Problem statement:
Among the records below, one line contains "74,280,518,398"; copy that line and all that follow it, exactly as written.

Dataset excerpts: Begin

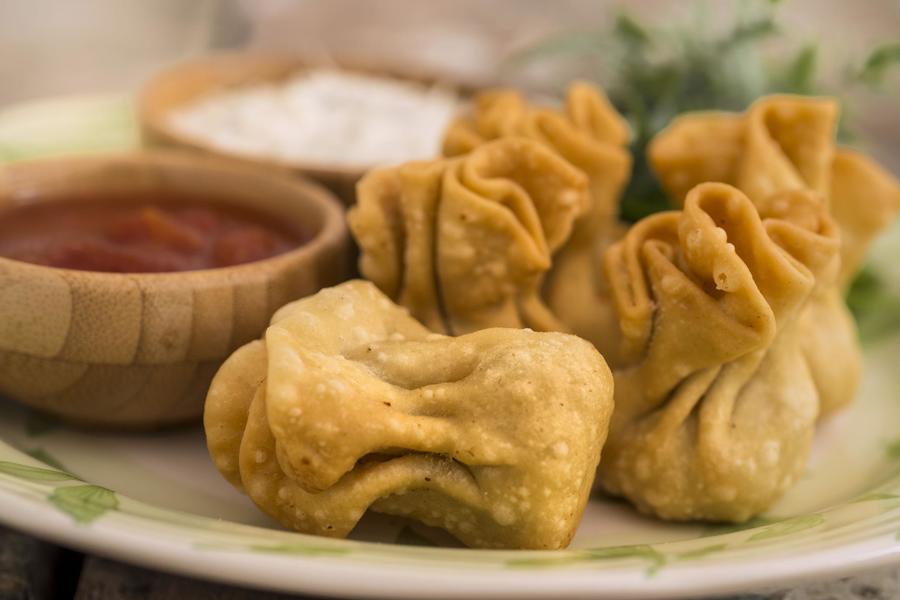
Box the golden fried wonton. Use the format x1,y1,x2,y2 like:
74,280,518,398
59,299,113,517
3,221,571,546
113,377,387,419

Dataset excerpts: End

Result for this task:
74,280,518,398
59,299,113,517
3,221,571,546
113,377,387,419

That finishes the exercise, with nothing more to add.